** Opening PASSAGE SHOWN block **
Tom Cotton Just Made the Strongest Argument for the Iran Nuclear Deal

WASHINGTON, DC - MARCH 18:  Sen. Tom Cotton (R-AK) looks at his papers during a Senate Armed Services Committee hearing on Ca
WASHINGTON, DC - MARCH 18: Sen. Tom Cotton (R-AK) looks at his papers during a Senate Armed Services Committee hearing on Capitol Hill March 18, 2015 in Washington, DC. The committee was hearing testimony on President Obamas Defense Authorization Request for FY2016 for the Department of the Army and the Department of the Air Force. (Photo by Mark Wilson/Getty Images)

Senator Tom Cotton (R-AR) asserted that the United States could destroy Iran's nuclear infrastructure in a several day bombing campaign.

Well, if that is true, then why should he get lathered over the Iran Nuclear Agreement Framework? With the agreement, we have inspectors on the ground, centrifuge limitations in place, and uranium enrichment capped. Without the agreement, we have none of those.

And, with or without the agreement, if Iran cheats, we can destroy their infrastructure with a few days of bombing, according to Cotton.

If Cotton is right, then the risks associated with the Iran Nuclear Deal have largely vanished. The Iran Nuclear deal includes degrading its current enriched uranium, reducing the number and quality of its centrifuges, converting the underground facility to medical isotope production... and inspections. With no deal, we get none of these.
** Closing PASSAGE SHOWN block **
** Opening RECORDED DATA block **
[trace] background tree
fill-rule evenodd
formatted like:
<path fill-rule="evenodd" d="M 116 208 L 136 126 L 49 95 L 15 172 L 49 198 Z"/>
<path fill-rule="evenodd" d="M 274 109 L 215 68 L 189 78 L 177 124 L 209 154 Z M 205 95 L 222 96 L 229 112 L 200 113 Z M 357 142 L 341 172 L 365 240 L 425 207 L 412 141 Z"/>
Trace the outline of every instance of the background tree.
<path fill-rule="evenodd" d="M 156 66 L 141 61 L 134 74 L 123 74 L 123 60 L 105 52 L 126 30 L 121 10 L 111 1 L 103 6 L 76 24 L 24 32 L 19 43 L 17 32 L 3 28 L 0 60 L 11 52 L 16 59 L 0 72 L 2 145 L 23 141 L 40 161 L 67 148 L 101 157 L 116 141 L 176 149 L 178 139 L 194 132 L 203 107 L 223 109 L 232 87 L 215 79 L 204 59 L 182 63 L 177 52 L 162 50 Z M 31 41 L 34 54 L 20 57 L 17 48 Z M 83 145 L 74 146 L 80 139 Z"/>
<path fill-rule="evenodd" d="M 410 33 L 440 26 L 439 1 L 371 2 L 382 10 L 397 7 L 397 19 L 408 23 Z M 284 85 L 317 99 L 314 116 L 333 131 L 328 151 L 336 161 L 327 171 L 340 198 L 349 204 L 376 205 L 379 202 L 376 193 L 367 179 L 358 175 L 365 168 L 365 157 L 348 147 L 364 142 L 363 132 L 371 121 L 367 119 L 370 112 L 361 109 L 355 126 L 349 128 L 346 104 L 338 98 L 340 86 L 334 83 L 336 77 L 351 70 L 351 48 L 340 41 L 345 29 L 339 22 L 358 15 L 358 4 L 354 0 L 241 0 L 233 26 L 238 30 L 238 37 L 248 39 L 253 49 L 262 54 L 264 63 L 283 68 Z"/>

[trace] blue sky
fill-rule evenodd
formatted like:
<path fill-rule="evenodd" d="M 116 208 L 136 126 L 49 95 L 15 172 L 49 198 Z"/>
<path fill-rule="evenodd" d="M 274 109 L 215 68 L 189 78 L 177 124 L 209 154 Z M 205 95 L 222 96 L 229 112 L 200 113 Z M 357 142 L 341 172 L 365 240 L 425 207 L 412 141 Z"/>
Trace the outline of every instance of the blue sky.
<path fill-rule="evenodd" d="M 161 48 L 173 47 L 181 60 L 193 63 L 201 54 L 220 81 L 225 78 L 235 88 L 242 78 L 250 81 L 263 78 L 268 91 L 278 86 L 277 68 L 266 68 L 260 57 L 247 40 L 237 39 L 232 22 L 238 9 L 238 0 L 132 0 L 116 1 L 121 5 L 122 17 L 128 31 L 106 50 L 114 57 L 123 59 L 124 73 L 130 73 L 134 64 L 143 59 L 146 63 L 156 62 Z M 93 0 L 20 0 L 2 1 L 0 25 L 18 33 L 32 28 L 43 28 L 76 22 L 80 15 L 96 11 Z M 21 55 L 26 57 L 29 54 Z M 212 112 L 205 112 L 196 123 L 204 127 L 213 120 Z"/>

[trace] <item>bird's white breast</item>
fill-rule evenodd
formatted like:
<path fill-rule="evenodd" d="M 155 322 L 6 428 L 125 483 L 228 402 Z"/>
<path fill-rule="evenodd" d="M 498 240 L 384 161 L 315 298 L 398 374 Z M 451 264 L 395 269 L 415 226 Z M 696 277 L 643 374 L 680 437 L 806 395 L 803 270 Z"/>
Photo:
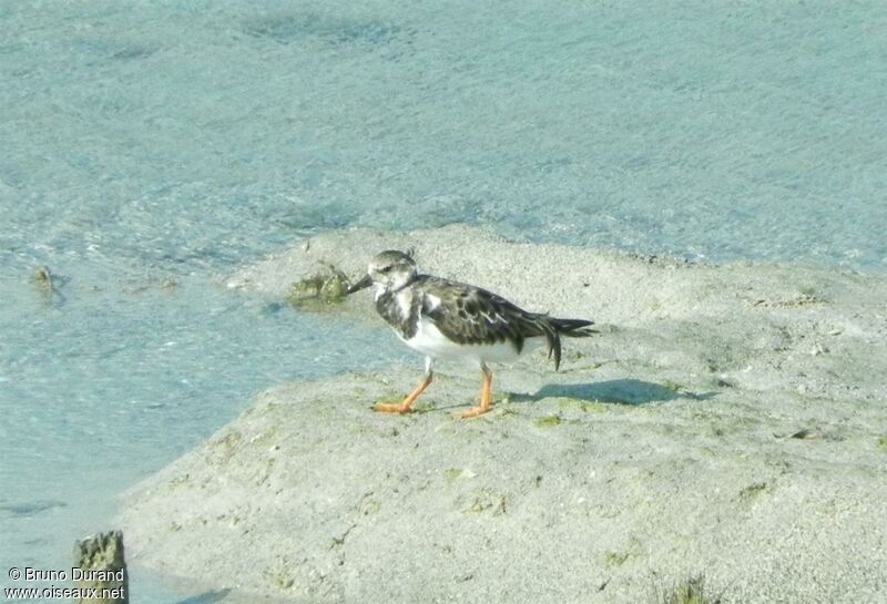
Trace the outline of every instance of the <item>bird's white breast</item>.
** Closing RECORDED DATA block **
WHAT TO WORK ON -
1 > In the Iran deal commentary, why does the writer conclude that the risks of the Iran Nuclear Deal "have largely vanished" if Cotton is right?
2 > Reproduce the stretch of the Iran deal commentary from "And, with or" through "none of these.".
3 > Pick up the Iran deal commentary after its last sentence and keep it going.
The material has no connection to the Iran deal commentary.

ANSWERS TO THE EXERCISE -
1 > Cotton claims the United States could destroy Iran's nuclear infrastructure in a few days of bombing, and that option exists whether or not there is an agreement. With the deal, the United States also gets inspectors, centrifuge limits, capped enrichment and the other restrictions. Without it, the United States gets none of them.

2 >
And, with or without the agreement, if Iran cheats, we can destroy their infrastructure with a few days of bombing, according to Cotton.

If Cotton is right, then the risks associated with the Iran Nuclear Deal have largely vanished. The Iran Nuclear deal includes degrading its current enriched uranium, reducing the number and quality of its centrifuges, converting the underground facility to medical isotope production... and inspections. With no deal, we get none of these.

3 >
The risk, of course, is that Iran will cheat and "breakout" to develop a bomb within a year or less. But, with the deal in place, we are far more likely to know about it in advance.

With inspectors in place, and then kicked out, we knew in advance that North Korea was developing a bomb. North Korea had thrown out the inspectors, broken the lock on their storage facility for spent reactor spent rods and moved them to their reprocessing plant to produce plutonium.

The Bush/Cheney Administration simply did nothing about it. But, we knew.

Similarly, the Iran Framework Agreement poses far less risk than no deal at all. We are more likely to know of Iran's progress toward a bomb and Cotton says we can knock it all out in several days of bombing.

Cotton needs to explain how, with the firepower he says we have, the Framework Agreement with Iran is a risk.